*WHAT IS BEING ASKED*:
All entries are to be quoted exactly; the images stay out of the copy.
+++ DATA RECORDS +++
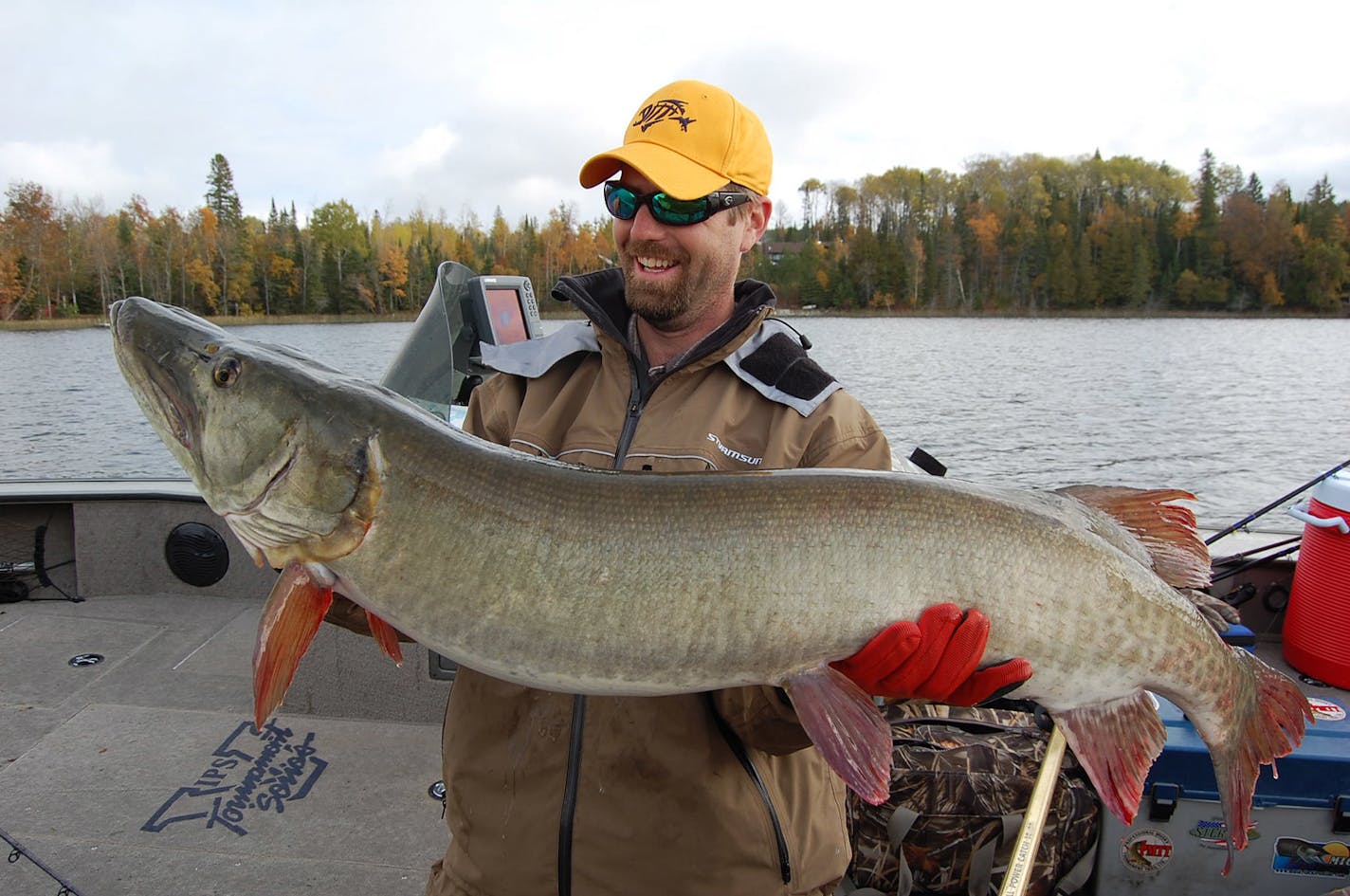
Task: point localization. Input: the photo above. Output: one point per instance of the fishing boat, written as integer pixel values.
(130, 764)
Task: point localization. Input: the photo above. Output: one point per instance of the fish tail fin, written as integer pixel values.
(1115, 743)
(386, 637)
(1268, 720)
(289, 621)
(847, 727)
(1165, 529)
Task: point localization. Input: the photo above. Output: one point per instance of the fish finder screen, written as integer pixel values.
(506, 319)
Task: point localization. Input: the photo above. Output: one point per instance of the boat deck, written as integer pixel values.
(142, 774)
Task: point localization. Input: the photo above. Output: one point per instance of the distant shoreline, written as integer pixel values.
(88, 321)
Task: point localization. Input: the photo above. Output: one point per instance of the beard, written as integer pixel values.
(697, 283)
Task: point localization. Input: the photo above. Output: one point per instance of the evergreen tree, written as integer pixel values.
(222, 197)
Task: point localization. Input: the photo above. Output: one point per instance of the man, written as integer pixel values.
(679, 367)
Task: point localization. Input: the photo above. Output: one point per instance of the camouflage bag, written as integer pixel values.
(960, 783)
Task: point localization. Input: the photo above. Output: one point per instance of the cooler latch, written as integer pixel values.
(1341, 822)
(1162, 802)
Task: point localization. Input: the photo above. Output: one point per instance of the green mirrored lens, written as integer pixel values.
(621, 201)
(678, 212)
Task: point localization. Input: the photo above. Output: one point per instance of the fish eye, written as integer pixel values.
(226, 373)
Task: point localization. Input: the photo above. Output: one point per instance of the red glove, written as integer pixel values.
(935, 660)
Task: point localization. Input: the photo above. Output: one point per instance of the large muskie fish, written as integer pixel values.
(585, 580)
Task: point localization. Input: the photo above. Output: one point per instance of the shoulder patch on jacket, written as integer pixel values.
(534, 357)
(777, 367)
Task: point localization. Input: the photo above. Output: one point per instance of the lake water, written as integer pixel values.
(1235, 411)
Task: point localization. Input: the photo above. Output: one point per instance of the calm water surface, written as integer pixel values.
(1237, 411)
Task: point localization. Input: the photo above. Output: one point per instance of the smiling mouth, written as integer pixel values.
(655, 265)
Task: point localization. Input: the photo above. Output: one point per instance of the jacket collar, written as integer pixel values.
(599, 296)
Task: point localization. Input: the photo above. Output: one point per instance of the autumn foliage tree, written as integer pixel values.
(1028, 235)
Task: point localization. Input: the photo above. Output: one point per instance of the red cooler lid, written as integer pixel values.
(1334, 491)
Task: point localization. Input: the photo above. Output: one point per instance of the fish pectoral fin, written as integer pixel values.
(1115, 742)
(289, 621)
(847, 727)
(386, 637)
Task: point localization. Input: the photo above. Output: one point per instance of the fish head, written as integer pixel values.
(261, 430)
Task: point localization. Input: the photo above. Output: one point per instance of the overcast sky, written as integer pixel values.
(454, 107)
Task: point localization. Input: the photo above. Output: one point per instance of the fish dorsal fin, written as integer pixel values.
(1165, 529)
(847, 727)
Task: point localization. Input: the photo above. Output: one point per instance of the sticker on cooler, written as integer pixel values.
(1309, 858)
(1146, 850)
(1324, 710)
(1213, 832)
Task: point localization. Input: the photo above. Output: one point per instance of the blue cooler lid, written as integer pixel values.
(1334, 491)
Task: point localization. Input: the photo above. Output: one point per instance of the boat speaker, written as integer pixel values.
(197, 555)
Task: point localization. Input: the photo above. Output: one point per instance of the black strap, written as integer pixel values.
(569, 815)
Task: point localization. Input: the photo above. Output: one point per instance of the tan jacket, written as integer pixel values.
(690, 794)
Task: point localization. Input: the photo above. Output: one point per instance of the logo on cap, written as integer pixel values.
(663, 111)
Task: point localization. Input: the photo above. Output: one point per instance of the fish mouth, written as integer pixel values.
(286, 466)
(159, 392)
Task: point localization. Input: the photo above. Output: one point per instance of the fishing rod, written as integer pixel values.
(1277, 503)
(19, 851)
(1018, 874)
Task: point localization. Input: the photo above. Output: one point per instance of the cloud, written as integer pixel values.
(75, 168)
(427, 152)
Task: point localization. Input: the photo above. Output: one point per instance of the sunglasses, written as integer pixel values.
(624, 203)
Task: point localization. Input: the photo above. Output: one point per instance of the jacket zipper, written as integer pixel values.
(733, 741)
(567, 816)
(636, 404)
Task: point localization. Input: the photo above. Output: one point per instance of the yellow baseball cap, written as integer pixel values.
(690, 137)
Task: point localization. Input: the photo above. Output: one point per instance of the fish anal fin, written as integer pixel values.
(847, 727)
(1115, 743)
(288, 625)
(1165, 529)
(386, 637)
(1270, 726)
+++
*FULL ANSWER*:
Task: point localization. Input: the photo above. Output: one point per instance of the fishing boat, written as integer pixel values.
(130, 764)
Task: point localization. Input: the photo above. Output: one point per instance of the fish tail fin, written as integer pixel values.
(1115, 743)
(386, 637)
(1268, 720)
(289, 621)
(847, 727)
(1165, 529)
Task: point localization. Input: the photo above. Output: one point per instance of the fish finder screen, written as integer pixel values.
(506, 319)
Task: point localization. Input: the photo above. Output: one point per instance of the boat deck, written as integer pixel values.
(142, 774)
Task: point localization. Input: the photo above. Output: one point per instance of the distant shoreline, written as integer pixel values.
(88, 321)
Task: point localization. Input: the photo above. Output: one point per instance of the beard, written as integer pixel values.
(697, 283)
Task: point localization. Input: the photo above. Output: one point per instance of the evergreen tree, written as integer pixel values.
(222, 197)
Task: point localization. Input: the photo above. Output: one point per instance of the man, written as integer pixel values.
(679, 367)
Task: point localization. Input: the photo above. Output: one point per instance of the camouflage bag, written as integer pixel values.
(960, 783)
Task: point localization. Input: the photo above. Output: one point per instance of the cooler latch, written as integer pixel values.
(1341, 822)
(1162, 802)
Task: point localization. Input: the photo above. Output: one point per instance of the green mirrored lens, written as integer pixel values.
(621, 201)
(678, 212)
Task: point localization. Input: the photo above. Output: one point per instance of the fish eye, written as integer pixel values.
(226, 373)
Task: point localization. Input: the photo above. Output: one point per instance of the red glove, written as integer pixel values.
(935, 660)
Task: point localization. Input: the photo above. Output: one point per instance of the large muskie fish, written as integer pixel values.
(585, 580)
Task: point localization. Input: the photo above. Output: one point per instance of the shoulder patch on jacket, written as integer pixel values.
(534, 357)
(777, 367)
Task: point localization. Input: the photo above. Output: one point per instance of the lake water, written as integer pixel values.
(1235, 411)
Task: point localization. Input: the photo above. Output: one point per instance of the calm water surface, written as integer pixel values.
(1237, 411)
Task: point localization. Input: the photo above. Output: one point per instance of the smiling mouth, written as integer pixel values.
(655, 265)
Task: point localization. Input: the photo above. Output: one point per instance of the jacket collar, written as integer pixel values.
(599, 296)
Task: point localization. Input: the photo above. Output: one point per instance of the autumn foliage tree, written as integer pixel values.
(1028, 235)
Task: point localization. Input: the photo above. Output: one point per instance of the red cooler lid, written as integer pixel values.
(1334, 491)
Task: point localization. Input: the photo above. Output: one point per instance of the fish pectoral fin, written as integer pixel values.
(1115, 742)
(289, 621)
(847, 727)
(386, 637)
Task: point localization. Input: the photo above. Output: one point per instance of the fish head, written as integer pixel values.
(261, 430)
Task: point localization. Input: the photo above. Output: one point per instance of the overcast sky, written as integer pixel values.
(454, 107)
Task: point localization. Input: the photo above. Output: one point per instance of the fish dorsal fin, written as integer pixel values.
(1165, 529)
(847, 727)
Task: point localization. Input: the photo above. Output: one point per instance of the sticker on cooler, written as integer pixel values.
(1309, 858)
(1146, 850)
(1324, 710)
(1213, 832)
Task: point localization. Input: the photo above. Output: one point per instance of the blue cooler lid, written as integer pixel values.
(1334, 491)
Task: point localization. Input: the photo above. Output: one point per instance of the boat speaker, written as integer pixel values.
(197, 555)
Task: point localization. Input: the photo above. Output: one point per instance of the black strap, written as integer pixel values.
(569, 815)
Task: point localization. Input: the photo above. Output: one point per instance of the tan jacket, written as integer pixel values.
(690, 794)
Task: point localization. Input: the photo above. Output: one point per instance of the logo on cap, written as integer pixel values.
(663, 111)
Task: point localization. Input: the photo above. Output: one point per instance of the fish mouth, written as integer pixel values.
(286, 466)
(159, 392)
Task: point localization. Input: the photo above. Output: one point per instance of the fishing rod, written as integer pixel values.
(1277, 503)
(19, 851)
(1018, 874)
Task: point localization. Input: the photo above. Output: one point per instance of the cloud, written as integer pixel values.
(75, 168)
(427, 152)
Task: point localization. Input: the photo above. Output: one point per instance of the sunglasses, written as integer pixel values.
(624, 203)
Task: point localization. Input: the photo above. Output: one point per instance of the jacket zipper, written as integer pixel values.
(733, 741)
(567, 816)
(636, 404)
Task: point localization. Input: the photo above. Output: one point per instance of the yellow baseball cap, written as integer pixel values.
(690, 137)
Task: point localization. Input: the photo above. Output: one point per instance of the fish anal fin, written as integer pixel values.
(847, 727)
(1115, 743)
(288, 625)
(1165, 529)
(386, 637)
(1270, 726)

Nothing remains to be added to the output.